Given task | All the data should come back exactly as it was given.

The data |
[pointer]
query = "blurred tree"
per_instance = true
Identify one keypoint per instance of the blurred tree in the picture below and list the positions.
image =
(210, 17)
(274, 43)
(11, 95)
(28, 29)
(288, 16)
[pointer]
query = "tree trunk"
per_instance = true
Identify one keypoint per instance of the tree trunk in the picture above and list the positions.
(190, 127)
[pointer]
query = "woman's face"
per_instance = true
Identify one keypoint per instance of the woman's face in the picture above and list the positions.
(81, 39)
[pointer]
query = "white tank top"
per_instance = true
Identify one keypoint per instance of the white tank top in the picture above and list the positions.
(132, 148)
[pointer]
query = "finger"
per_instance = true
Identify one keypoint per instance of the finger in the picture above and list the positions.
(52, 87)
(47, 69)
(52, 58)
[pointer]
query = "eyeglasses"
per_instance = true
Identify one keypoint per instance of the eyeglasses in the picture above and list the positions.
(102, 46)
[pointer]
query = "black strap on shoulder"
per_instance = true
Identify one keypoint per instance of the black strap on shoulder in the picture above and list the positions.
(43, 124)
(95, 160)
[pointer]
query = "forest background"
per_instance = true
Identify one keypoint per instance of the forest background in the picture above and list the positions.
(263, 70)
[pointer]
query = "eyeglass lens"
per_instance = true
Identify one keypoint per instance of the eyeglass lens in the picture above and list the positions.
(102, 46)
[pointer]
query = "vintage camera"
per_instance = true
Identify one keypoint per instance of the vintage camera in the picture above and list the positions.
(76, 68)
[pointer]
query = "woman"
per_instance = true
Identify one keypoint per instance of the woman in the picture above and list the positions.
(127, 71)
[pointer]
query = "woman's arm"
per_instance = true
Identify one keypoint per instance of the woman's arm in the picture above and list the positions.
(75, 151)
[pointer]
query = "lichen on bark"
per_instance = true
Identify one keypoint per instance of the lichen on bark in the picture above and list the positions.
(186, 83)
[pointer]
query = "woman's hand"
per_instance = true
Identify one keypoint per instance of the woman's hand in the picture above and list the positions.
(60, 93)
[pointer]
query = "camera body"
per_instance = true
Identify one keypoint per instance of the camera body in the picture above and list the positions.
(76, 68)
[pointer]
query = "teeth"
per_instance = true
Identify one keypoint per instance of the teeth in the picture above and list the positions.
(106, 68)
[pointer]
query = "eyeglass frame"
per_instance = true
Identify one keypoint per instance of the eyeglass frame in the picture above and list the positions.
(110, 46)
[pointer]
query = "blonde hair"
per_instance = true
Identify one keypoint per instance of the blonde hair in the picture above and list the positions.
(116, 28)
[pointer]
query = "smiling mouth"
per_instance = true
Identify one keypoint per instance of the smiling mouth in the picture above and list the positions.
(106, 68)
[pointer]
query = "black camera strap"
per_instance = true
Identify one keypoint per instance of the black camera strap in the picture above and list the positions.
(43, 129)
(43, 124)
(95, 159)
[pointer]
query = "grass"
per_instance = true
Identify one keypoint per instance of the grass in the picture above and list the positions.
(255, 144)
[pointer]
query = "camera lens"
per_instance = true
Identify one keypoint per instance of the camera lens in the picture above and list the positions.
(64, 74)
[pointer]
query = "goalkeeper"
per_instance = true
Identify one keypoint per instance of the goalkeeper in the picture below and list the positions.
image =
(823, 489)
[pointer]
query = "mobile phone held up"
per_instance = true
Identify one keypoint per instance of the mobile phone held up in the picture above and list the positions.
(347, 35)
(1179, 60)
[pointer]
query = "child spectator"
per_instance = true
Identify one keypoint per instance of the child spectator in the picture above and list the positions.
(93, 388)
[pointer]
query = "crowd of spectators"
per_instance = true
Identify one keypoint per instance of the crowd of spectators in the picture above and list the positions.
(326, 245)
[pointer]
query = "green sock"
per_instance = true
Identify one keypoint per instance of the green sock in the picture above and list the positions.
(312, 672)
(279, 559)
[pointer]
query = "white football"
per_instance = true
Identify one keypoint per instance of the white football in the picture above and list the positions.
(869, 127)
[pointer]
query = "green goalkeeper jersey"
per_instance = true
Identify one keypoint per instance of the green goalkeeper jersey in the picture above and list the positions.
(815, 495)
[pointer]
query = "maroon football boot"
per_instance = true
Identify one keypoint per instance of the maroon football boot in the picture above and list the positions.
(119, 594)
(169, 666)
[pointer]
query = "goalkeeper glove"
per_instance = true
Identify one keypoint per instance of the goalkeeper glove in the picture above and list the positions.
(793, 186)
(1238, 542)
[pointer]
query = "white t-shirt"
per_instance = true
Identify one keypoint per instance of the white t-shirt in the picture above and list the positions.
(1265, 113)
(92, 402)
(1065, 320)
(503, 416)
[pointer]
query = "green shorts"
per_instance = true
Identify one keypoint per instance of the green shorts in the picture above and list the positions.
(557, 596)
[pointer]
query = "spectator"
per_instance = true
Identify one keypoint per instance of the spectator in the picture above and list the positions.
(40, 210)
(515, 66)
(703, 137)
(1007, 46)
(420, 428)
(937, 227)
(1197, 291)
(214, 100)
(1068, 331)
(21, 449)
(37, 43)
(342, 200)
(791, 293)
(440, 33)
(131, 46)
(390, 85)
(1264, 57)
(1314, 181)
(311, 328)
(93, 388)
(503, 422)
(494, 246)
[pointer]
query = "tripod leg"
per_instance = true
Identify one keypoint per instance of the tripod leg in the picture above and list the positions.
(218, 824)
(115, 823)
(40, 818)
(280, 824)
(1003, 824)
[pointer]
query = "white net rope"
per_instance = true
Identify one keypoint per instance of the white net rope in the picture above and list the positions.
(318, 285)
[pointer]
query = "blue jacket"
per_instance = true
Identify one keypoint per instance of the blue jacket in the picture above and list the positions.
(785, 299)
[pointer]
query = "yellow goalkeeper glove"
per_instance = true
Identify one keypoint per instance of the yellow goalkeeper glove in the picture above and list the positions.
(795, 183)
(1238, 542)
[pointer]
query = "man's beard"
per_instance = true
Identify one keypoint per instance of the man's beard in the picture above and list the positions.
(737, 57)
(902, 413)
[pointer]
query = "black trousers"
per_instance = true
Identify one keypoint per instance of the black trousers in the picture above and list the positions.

Result for this exercise |
[pointer]
query = "blurred tree"
per_instance = true
Identify one keypoint per instance of the blurred tree in the picture below and list the positions.
image =
(210, 17)
(274, 43)
(11, 95)
(28, 29)
(288, 16)
[pointer]
query = "tree trunk"
per_instance = true
Identify one keypoint per instance of the tree trunk in the picture above and list the positions.
(190, 127)
[pointer]
query = "woman's face"
per_instance = true
Identify one keypoint per instance of the woman's face in the picture above and list the positions.
(81, 39)
[pointer]
query = "white tank top"
per_instance = true
Identify one keypoint per instance of the white tank top in the picture above and list the positions.
(132, 148)
[pointer]
query = "finger"
per_instance = true
Identify one keypoint per instance of the finger in the picture above and list the positions.
(52, 87)
(47, 69)
(52, 58)
[pointer]
query = "eyeglasses"
per_instance = true
Identify one keypoint per instance of the eyeglasses in the picture above and list the positions.
(102, 46)
[pointer]
query = "black strap on shoulder"
per_instance = true
Identify one keypoint per instance of the black strap on shoulder in the picture above and list the positions.
(43, 124)
(95, 160)
[pointer]
query = "forest background"
per_instance = true
Identify one keypoint per instance of the forest background in the picture above and list the positions.
(263, 70)
[pointer]
query = "eyeglass lens"
per_instance = true
Identify one keypoint per instance of the eyeglass lens in the picture above and list the positions.
(102, 46)
[pointer]
query = "vintage camera"
per_instance = true
Identify one keypoint per instance of the vintage camera in the picture above and list the positions.
(76, 68)
[pointer]
query = "woman"
per_instance = true
Identify one keypoint per instance of the woman in the picture above and list the positions.
(127, 71)
[pointer]
query = "woman's arm"
per_instance = true
Identify one keypoint per instance of the woman's arm in the picture above and list the positions.
(75, 151)
[pointer]
query = "lichen on bark"
per_instance = true
Identify one keypoint per instance of the lichen on bark in the picture above and list the positions.
(186, 83)
[pointer]
query = "woman's hand"
per_instance = true
Identify one keypoint per instance of the woman's hand in the picture above and list the positions.
(60, 93)
[pointer]
query = "camera body"
per_instance = true
Identify one keypoint per instance of the camera body in the picture above and list the positions.
(76, 68)
[pointer]
query = "teeth"
per_instance = true
Identify one keypoint per instance of the teeth in the picture above and list the positions.
(106, 68)
[pointer]
query = "eyeglass frame"
per_instance = true
Identify one keypoint per instance of the eyeglass frame in the picture above and list the positions.
(110, 46)
[pointer]
query = "blonde hair"
per_instance = true
Identify one keypoint per instance of the blonde hair in the picture above and list the positions.
(116, 28)
[pointer]
query = "smiling mouth"
per_instance = true
Identify one keypoint per instance of the smiling mouth in the picture above and list the positions.
(106, 68)
[pointer]
query = "black camera strap"
per_instance = true
Identify one keypoint per instance of the black camera strap in the picture above and list the positions.
(43, 129)
(43, 124)
(95, 159)
[pointer]
query = "grass"
per_instance = true
Identify one keypoint per instance of the grass in the picture above and list the positions.
(255, 144)
[pointer]
query = "camera lens"
per_instance = true
Identify one keypoint per instance of the camera lens in the picture above and list the positions.
(64, 74)
[pointer]
query = "goalkeeper"
per_instance = true
Identify one keypoint per instance of the goalkeeper in the picture below and list the positions.
image =
(823, 489)
[pointer]
query = "mobile phone held up"
per_instance = true
Identify one keypoint per instance of the mobile phone held up in the picture above and list the positions.
(347, 35)
(1179, 60)
[pointer]
query = "child spectator"
per_instance = true
Identify one keypoint per instance of the child spectator in the picture above and list the positions.
(93, 388)
[pointer]
query = "crowd of spectators"
per_instance = true
Identify one keypoint per instance of the crowd of spectators in the picture above and list the positions.
(326, 245)
[pointer]
query = "green sock"
per_instance = true
Identify one keypoint per instance of the green sock in the picture above and list the positions.
(312, 672)
(279, 559)
[pointer]
query = "white football"
per_instance = true
Identify one keypoint per instance of the white football in the picture above and list the positions.
(869, 127)
[pointer]
query = "green goalkeeper jersey"
per_instance = true
Identify one keypoint per instance of the green goalkeeper jersey in the picture above and list the positions.
(815, 495)
[pointer]
query = "maroon football boot"
per_instance = true
Identify one keypoint per instance of the maroon football boot in the picture above and list the positions.
(119, 594)
(169, 666)
[pointer]
query = "goalkeeper glove"
per_instance = true
Identify one keypoint per instance of the goalkeeper glove in the picture above and list the positions.
(793, 186)
(1238, 542)
[pointer]
query = "white t-shirt"
per_instance = true
Identify one keypoint per instance of the white t-shirt in the picture above and list the positions.
(1265, 113)
(92, 402)
(1065, 320)
(503, 416)
[pointer]
query = "green shorts"
per_instance = true
Identify one keypoint per instance of the green shorts in the picture above and list the positions.
(557, 596)
[pointer]
query = "spectator"
per_instance = true
Identify one keypoint per instance of the spectator in the picture above and list the positions.
(40, 210)
(515, 66)
(703, 137)
(1007, 46)
(420, 428)
(937, 227)
(1197, 291)
(214, 100)
(1068, 331)
(21, 449)
(37, 43)
(342, 200)
(791, 293)
(440, 33)
(131, 46)
(390, 85)
(1264, 57)
(1314, 181)
(311, 328)
(93, 388)
(503, 422)
(494, 246)
[pointer]
query = "tripod leg"
per_instance = true
Identify one keypoint per instance of the tripod leg in the picture above and list the positions.
(218, 824)
(115, 823)
(40, 818)
(280, 824)
(1003, 824)
[pointer]
query = "white net rope"
per_instance = true
Identify one keypoint per instance of the white net rope in the picture above and list the positions.
(318, 285)
[pointer]
query = "blue jacket"
per_instance = true
Identify one keypoint per instance of the blue jacket in the picture above and list the positions.
(785, 299)
[pointer]
query = "yellow goalkeeper glove"
per_instance = true
Identify one keypoint per instance of the yellow goalkeeper glove in the picture above and list the positions.
(795, 183)
(1238, 542)
[pointer]
query = "man's beard"
per_instance = true
Identify one keypoint per instance of the man's beard in the picture above and list the positions.
(737, 57)
(902, 413)
[pointer]
query = "black trousers"
per_instance = true
Identify one keypoint per instance of the black trousers in the picture above and list the positions.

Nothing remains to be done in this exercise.